The problem:
Report how many of the rows below contain the string "slope", treating uppercase and lowercase as distinct. Reply with the number only.

Stored records:

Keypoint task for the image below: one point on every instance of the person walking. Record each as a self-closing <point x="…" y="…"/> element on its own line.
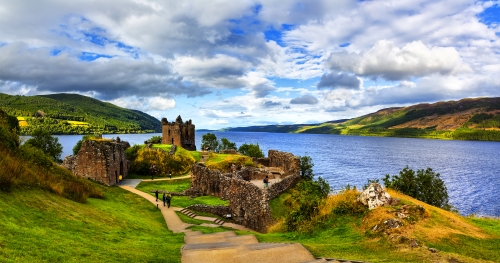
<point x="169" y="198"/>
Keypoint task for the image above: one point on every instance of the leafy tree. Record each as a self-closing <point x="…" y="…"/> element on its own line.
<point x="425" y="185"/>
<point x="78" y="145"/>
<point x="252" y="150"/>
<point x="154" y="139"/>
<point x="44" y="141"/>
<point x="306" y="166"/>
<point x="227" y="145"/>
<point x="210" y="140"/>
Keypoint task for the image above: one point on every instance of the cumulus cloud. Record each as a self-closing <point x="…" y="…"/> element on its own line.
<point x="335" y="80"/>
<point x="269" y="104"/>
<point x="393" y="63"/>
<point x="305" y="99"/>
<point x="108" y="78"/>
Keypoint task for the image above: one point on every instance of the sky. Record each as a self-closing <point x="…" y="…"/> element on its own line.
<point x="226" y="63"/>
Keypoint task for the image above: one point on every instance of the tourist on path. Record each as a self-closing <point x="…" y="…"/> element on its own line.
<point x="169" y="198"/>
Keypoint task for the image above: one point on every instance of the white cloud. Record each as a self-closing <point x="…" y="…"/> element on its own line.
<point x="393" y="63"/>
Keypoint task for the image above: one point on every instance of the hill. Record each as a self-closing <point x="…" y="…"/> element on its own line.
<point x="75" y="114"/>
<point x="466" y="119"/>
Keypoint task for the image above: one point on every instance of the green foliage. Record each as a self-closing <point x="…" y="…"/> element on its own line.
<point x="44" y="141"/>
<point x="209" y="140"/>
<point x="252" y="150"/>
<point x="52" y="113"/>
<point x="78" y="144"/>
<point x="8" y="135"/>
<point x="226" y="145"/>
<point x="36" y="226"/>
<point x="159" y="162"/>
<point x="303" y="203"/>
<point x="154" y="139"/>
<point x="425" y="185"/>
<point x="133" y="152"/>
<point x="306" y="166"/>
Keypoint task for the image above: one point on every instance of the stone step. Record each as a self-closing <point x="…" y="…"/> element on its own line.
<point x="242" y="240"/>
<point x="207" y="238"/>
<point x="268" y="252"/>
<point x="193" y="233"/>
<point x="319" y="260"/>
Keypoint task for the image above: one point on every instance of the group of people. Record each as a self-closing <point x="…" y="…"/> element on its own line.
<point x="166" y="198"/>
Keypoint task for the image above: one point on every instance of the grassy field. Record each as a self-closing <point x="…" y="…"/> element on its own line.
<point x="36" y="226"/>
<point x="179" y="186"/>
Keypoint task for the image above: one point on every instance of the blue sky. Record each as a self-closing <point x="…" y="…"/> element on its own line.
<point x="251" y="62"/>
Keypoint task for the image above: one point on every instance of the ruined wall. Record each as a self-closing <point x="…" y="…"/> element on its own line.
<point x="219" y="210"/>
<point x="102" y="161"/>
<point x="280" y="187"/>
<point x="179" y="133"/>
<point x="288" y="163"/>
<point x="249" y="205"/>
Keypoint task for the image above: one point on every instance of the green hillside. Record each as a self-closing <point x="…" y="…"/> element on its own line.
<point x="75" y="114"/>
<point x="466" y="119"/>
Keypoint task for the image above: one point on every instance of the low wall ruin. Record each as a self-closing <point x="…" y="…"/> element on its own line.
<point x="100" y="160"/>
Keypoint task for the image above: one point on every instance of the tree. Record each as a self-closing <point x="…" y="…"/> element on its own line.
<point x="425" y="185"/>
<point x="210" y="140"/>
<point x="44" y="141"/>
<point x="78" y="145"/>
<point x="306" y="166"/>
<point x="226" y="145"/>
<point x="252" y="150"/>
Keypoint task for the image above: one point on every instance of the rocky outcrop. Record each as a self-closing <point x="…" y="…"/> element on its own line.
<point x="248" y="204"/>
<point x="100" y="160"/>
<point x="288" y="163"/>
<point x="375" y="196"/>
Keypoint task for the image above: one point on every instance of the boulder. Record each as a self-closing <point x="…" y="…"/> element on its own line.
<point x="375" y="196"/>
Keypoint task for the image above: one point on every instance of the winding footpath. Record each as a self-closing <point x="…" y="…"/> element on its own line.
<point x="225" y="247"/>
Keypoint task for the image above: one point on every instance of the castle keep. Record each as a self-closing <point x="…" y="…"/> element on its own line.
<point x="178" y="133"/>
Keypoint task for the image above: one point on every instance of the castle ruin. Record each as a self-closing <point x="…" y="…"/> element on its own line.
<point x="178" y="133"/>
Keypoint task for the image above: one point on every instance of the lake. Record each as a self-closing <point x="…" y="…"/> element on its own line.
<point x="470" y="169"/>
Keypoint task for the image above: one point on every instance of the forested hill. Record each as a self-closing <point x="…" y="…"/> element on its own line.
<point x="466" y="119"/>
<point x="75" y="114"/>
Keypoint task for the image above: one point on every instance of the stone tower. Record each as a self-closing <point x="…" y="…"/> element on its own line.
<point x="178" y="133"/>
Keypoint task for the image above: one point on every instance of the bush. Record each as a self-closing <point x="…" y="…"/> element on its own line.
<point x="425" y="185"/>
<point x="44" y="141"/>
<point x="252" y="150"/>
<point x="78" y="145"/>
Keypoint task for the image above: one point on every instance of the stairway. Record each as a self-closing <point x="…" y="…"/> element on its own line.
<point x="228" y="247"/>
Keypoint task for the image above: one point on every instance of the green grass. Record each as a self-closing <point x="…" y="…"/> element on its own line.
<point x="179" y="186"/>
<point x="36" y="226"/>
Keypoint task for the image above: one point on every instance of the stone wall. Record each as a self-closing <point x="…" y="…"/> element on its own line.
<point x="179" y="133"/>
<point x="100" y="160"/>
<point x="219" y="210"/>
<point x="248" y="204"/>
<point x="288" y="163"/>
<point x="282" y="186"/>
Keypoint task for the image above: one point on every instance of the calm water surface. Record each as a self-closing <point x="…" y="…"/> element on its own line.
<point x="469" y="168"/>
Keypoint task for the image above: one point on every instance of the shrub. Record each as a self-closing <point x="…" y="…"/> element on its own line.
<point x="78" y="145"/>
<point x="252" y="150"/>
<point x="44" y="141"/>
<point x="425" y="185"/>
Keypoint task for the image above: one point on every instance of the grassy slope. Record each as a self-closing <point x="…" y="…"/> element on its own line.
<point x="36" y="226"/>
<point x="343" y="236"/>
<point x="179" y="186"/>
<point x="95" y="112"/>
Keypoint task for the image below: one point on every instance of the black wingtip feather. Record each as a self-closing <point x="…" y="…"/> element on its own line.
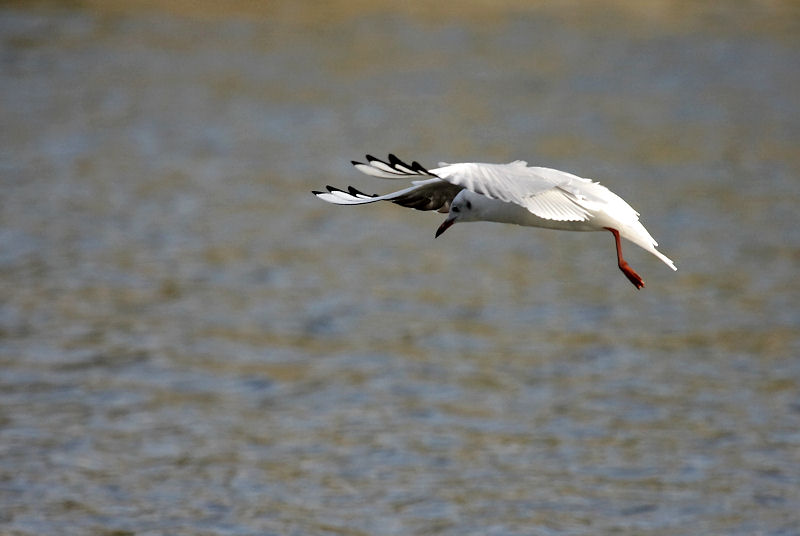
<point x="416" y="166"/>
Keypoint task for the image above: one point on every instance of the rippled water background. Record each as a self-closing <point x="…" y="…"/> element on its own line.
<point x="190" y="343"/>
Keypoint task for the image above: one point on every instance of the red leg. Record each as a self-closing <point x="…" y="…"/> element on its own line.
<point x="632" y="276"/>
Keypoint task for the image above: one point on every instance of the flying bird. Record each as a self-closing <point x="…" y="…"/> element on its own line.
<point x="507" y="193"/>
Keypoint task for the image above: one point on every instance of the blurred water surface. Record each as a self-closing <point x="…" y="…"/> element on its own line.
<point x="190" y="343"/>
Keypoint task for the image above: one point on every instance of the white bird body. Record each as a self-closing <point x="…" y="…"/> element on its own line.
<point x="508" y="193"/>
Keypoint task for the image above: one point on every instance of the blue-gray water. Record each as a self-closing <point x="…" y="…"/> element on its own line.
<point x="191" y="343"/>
--
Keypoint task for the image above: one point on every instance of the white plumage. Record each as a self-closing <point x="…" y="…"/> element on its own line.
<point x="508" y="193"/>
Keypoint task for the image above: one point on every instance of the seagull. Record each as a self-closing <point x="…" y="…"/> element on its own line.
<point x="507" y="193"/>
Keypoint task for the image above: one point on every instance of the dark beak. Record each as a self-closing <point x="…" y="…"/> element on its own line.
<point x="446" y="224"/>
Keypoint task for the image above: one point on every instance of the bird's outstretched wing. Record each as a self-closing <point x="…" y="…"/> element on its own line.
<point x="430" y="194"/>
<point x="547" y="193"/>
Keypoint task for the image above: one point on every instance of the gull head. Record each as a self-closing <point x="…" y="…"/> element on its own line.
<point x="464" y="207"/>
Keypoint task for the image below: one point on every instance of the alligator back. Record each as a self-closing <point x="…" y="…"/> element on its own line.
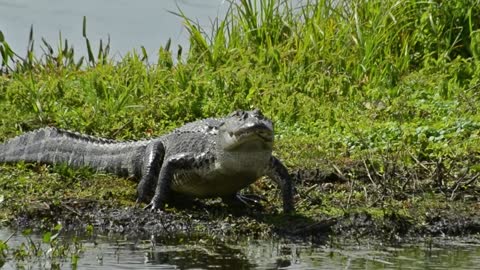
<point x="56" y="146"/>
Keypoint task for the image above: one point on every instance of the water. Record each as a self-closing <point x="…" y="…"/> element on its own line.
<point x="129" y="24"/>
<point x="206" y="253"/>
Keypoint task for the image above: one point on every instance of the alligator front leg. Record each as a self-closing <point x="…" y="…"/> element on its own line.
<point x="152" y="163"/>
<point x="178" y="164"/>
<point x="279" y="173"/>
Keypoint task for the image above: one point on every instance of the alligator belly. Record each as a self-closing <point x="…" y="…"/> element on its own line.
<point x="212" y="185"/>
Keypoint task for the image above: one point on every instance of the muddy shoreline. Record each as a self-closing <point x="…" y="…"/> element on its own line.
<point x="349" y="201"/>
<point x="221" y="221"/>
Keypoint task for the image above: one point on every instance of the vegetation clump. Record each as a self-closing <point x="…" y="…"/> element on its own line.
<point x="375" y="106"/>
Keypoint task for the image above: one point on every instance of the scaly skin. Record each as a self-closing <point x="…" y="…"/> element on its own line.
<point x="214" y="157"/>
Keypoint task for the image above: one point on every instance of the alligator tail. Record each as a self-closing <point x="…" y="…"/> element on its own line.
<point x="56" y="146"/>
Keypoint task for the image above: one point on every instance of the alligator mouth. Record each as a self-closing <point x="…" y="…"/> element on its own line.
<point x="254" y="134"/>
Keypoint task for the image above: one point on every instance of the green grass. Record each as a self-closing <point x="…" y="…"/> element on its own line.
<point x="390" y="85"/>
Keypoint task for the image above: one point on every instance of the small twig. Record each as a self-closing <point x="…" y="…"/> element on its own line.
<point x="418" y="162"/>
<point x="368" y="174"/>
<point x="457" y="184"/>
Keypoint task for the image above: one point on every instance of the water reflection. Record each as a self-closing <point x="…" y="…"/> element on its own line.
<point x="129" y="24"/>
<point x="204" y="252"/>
---
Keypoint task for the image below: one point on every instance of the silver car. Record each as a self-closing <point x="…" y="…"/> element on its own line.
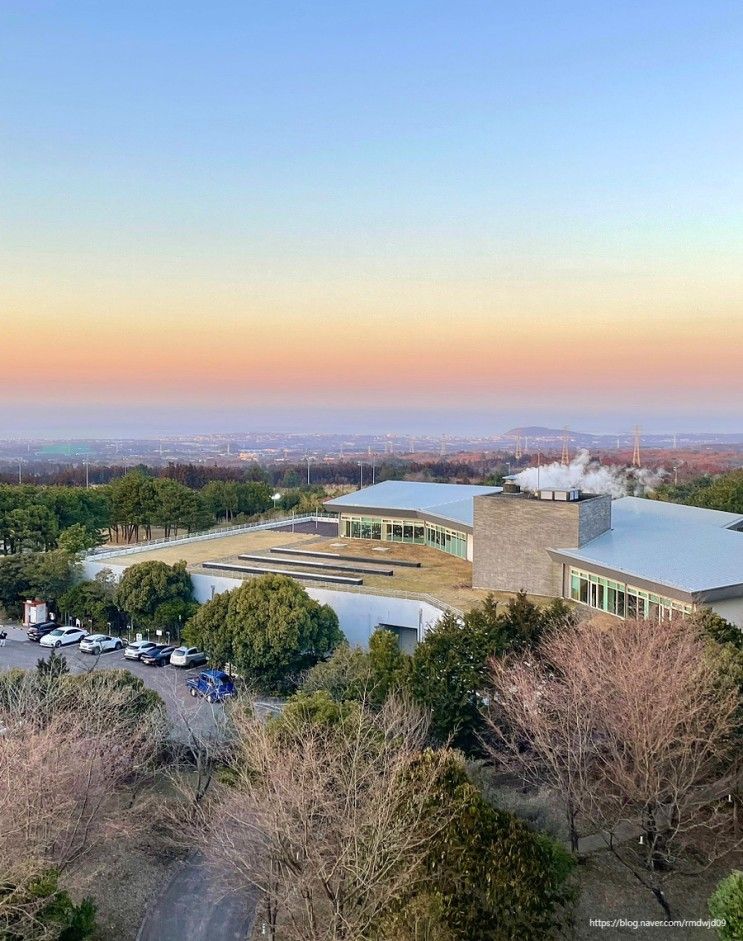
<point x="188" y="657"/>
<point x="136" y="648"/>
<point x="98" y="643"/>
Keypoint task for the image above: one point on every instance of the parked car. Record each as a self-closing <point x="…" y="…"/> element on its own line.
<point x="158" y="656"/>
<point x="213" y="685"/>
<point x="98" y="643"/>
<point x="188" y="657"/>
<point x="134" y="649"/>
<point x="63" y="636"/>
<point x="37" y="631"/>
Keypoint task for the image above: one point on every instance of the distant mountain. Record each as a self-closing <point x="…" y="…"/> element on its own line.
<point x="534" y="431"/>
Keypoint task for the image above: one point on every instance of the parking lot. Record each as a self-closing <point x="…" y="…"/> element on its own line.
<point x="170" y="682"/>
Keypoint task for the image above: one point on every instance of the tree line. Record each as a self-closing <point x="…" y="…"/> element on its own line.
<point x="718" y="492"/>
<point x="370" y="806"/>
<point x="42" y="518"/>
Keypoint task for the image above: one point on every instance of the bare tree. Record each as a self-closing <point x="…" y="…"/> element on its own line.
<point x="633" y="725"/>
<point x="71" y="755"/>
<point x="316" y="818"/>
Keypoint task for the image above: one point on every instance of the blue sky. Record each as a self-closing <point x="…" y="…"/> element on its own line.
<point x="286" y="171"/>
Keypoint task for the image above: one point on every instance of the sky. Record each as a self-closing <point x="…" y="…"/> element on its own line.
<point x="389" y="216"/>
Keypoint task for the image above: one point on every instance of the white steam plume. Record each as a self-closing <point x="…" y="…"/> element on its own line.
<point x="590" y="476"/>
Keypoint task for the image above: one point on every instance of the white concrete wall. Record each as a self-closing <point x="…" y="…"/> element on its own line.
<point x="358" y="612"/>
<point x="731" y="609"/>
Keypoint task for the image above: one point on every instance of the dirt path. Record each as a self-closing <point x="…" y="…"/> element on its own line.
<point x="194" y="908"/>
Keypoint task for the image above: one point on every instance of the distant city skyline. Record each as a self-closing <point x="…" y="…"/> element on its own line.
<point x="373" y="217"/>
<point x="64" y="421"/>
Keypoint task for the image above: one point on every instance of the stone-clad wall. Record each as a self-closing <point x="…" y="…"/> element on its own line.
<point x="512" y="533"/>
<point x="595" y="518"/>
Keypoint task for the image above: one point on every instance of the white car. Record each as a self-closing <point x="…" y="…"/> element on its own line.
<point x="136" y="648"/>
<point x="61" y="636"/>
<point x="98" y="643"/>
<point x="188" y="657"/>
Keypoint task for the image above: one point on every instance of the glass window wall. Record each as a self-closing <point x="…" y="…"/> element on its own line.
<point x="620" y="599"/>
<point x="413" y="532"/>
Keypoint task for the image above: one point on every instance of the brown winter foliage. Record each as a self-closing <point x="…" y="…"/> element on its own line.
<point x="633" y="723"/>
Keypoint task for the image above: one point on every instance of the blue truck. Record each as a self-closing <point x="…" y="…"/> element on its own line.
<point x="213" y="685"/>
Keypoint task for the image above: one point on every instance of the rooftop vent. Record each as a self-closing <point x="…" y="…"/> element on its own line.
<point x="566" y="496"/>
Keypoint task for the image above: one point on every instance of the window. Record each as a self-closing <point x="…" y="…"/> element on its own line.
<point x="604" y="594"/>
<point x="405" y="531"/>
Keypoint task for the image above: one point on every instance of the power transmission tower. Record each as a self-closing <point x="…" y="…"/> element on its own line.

Reply to the task:
1